> [Task statement]: Reproduce verbatim the rows below, from the first row through the line containing "pixel 328 198".

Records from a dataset
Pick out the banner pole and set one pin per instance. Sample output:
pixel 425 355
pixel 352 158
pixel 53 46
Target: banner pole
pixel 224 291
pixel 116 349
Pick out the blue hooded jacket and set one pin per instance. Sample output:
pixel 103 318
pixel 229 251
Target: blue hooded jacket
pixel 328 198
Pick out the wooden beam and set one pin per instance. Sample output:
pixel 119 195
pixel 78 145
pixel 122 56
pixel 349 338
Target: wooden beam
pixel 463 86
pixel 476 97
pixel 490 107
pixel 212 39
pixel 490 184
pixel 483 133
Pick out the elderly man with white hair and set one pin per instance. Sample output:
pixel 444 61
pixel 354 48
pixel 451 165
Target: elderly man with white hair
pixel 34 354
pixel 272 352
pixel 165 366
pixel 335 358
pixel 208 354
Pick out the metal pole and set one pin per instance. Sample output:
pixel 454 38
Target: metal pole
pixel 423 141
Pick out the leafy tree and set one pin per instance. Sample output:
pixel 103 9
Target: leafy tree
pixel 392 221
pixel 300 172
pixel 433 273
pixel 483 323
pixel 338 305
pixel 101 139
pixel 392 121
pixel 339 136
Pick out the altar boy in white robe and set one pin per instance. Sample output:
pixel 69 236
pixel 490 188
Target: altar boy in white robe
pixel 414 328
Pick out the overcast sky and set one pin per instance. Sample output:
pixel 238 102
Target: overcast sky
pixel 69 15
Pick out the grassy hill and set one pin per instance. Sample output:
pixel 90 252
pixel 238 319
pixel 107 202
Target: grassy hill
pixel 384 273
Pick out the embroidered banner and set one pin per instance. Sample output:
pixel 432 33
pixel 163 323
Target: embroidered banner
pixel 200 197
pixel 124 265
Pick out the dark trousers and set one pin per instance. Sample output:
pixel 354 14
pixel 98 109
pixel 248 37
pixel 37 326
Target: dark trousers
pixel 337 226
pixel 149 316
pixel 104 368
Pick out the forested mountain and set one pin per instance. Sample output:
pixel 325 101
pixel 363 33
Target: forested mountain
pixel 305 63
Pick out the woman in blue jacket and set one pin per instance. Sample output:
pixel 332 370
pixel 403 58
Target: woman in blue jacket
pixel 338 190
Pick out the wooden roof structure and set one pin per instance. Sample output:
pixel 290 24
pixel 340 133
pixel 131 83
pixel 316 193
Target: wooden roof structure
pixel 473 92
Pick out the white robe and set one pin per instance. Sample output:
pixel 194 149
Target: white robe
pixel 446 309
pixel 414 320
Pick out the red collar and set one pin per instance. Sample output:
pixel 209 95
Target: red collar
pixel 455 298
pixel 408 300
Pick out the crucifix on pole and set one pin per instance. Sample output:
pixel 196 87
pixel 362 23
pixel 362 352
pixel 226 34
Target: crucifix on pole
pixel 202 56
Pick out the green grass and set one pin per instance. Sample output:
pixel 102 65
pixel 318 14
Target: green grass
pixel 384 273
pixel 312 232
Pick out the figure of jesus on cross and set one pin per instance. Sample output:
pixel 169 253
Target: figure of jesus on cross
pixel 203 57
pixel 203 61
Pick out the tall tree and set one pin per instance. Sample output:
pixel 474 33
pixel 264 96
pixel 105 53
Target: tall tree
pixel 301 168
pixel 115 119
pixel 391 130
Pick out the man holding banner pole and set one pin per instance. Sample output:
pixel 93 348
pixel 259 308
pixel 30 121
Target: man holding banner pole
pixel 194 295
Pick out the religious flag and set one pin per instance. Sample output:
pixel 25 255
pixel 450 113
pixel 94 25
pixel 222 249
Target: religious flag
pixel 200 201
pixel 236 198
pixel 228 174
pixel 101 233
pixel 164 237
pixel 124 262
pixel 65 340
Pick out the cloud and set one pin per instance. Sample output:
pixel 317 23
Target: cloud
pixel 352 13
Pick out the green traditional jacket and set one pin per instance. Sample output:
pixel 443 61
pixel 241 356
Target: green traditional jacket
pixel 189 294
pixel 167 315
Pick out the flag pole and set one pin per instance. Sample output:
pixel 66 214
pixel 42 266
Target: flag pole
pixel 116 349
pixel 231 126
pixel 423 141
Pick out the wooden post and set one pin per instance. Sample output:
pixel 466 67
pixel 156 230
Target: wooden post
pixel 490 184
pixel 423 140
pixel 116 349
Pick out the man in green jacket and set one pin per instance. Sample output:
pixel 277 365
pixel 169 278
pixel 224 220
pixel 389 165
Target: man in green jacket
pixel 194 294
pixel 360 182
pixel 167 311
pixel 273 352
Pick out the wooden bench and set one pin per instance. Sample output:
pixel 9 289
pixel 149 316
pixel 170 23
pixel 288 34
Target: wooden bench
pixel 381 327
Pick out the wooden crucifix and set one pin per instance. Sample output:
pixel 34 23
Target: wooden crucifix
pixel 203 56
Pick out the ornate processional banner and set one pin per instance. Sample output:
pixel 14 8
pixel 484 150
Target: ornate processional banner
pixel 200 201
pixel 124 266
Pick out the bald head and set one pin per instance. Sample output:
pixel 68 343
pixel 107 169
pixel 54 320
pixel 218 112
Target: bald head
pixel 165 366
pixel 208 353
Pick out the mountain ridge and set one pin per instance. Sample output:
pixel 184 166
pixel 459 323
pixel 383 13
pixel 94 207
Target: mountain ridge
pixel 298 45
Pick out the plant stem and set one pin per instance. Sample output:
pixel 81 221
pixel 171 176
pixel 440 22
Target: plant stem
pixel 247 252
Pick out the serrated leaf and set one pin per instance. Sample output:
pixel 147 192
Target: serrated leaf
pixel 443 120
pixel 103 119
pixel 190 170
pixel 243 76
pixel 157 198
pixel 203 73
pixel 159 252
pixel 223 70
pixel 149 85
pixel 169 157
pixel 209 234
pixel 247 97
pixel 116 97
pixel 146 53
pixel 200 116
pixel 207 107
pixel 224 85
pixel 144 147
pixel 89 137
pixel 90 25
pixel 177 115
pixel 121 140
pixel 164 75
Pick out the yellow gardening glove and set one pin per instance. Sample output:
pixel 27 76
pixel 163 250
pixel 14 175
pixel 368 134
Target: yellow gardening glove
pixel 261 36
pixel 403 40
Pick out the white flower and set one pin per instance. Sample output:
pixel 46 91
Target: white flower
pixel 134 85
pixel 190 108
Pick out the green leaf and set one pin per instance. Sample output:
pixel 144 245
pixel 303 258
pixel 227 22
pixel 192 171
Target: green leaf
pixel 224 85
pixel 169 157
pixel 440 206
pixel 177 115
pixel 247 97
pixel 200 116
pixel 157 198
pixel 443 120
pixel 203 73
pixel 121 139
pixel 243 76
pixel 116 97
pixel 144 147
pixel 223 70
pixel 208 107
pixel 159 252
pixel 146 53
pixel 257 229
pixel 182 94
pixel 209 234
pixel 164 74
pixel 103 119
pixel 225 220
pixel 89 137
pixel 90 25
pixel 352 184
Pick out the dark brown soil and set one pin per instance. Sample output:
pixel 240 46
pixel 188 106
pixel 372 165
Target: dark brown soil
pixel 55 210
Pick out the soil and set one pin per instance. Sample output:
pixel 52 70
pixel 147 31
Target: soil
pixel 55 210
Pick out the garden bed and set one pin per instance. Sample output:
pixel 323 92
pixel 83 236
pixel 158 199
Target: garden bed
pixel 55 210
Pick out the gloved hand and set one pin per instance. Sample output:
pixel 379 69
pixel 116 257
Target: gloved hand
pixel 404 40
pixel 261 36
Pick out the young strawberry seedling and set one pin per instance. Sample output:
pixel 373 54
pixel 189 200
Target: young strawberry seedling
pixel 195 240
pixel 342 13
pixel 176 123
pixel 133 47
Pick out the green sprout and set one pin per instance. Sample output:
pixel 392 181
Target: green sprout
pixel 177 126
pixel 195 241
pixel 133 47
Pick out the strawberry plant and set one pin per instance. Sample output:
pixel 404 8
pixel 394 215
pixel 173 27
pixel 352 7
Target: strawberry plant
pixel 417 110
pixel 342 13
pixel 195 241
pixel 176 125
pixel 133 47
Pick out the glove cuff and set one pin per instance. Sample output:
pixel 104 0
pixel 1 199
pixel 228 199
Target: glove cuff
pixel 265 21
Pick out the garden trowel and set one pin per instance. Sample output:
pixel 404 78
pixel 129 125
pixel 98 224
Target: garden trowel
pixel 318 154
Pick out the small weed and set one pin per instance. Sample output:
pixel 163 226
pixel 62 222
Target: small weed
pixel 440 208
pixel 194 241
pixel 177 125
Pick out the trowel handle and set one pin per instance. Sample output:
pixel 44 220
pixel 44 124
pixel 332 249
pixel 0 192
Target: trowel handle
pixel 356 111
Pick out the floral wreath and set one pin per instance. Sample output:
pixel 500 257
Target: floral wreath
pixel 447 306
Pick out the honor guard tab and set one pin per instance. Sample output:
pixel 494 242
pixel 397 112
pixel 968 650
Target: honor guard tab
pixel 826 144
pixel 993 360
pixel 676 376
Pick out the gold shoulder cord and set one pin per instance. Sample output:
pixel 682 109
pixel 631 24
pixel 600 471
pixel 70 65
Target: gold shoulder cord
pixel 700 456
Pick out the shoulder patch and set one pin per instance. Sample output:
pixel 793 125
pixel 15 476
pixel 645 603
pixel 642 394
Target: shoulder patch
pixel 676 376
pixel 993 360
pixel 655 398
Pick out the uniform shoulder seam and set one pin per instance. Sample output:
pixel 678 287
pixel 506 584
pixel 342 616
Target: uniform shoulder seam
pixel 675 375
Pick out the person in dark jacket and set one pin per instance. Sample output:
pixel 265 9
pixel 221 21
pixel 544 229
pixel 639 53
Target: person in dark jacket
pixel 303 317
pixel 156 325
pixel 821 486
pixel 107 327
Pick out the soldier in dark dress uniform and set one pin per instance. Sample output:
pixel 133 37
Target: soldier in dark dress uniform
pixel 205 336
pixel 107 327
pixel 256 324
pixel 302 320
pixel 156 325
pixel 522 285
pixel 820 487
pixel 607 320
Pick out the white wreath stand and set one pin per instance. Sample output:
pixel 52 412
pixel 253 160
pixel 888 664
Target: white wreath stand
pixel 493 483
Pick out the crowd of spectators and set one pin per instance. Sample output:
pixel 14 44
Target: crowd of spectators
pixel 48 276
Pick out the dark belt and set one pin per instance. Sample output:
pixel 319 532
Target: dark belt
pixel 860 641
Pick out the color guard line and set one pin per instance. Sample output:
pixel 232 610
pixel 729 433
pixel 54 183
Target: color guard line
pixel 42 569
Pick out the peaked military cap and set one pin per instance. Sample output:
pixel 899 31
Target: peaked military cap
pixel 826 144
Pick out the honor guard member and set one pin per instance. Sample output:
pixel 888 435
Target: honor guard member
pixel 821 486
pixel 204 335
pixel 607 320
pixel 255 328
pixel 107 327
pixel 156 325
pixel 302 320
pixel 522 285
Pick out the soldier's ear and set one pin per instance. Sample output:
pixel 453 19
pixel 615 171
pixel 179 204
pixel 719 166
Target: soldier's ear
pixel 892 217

> [Expected output]:
Pick out the banner pole and set one pin per instance. Sample output:
pixel 425 355
pixel 352 158
pixel 53 46
Target: banner pole
pixel 224 291
pixel 116 349
Pick out the blue hooded jacket and set one pin per instance. Sample output:
pixel 103 318
pixel 229 251
Target: blue hooded jacket
pixel 328 198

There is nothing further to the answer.